EXERCISE INSTRUCTIONS. Starting at the line with "[point] at the deer head" and going on through the line with "[point] at the lying", reproduce each line in the records below exactly and nothing more.

AVAILABLE RECORDS.
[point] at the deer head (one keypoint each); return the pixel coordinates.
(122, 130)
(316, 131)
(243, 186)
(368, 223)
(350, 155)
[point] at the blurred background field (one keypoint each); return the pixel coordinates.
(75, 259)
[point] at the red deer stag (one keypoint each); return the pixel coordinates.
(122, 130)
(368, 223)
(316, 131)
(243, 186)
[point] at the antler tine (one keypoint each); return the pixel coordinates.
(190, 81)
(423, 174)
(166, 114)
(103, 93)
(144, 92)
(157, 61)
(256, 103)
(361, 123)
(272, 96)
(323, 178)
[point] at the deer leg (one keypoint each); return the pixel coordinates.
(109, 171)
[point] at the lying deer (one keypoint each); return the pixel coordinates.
---
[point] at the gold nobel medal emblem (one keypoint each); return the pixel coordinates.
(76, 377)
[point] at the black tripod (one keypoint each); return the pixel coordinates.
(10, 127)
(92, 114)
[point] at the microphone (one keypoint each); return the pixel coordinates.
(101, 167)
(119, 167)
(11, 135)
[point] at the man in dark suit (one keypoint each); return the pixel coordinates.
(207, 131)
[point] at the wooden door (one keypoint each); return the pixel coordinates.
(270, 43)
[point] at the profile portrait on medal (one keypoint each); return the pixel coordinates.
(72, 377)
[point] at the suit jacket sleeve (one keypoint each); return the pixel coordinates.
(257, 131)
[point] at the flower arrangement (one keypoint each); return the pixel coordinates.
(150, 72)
...
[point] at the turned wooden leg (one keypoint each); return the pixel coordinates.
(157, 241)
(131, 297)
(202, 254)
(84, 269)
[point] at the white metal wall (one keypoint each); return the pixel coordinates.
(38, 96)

COMPLETED TASK.
[point] at the deer head (one keypoint each); return the pixel coordinates.
(122, 130)
(316, 131)
(243, 186)
(368, 223)
(350, 155)
[point] at the blurred background field (one keypoint each); return the pixel coordinates.
(75, 259)
[point] at the red deer stag (one keypoint each); return the pixel coordinates.
(122, 130)
(368, 223)
(316, 131)
(243, 186)
[point] at the antler tine (one keypoint each); return the pixel coordinates.
(190, 81)
(423, 174)
(166, 114)
(103, 93)
(144, 92)
(157, 61)
(256, 103)
(361, 123)
(272, 96)
(323, 178)
[point] at the deer leg (one keypoint each); return the pixel coordinates.
(109, 171)
[point] at the lying deer (one keypoint each); return the pixel coordinates.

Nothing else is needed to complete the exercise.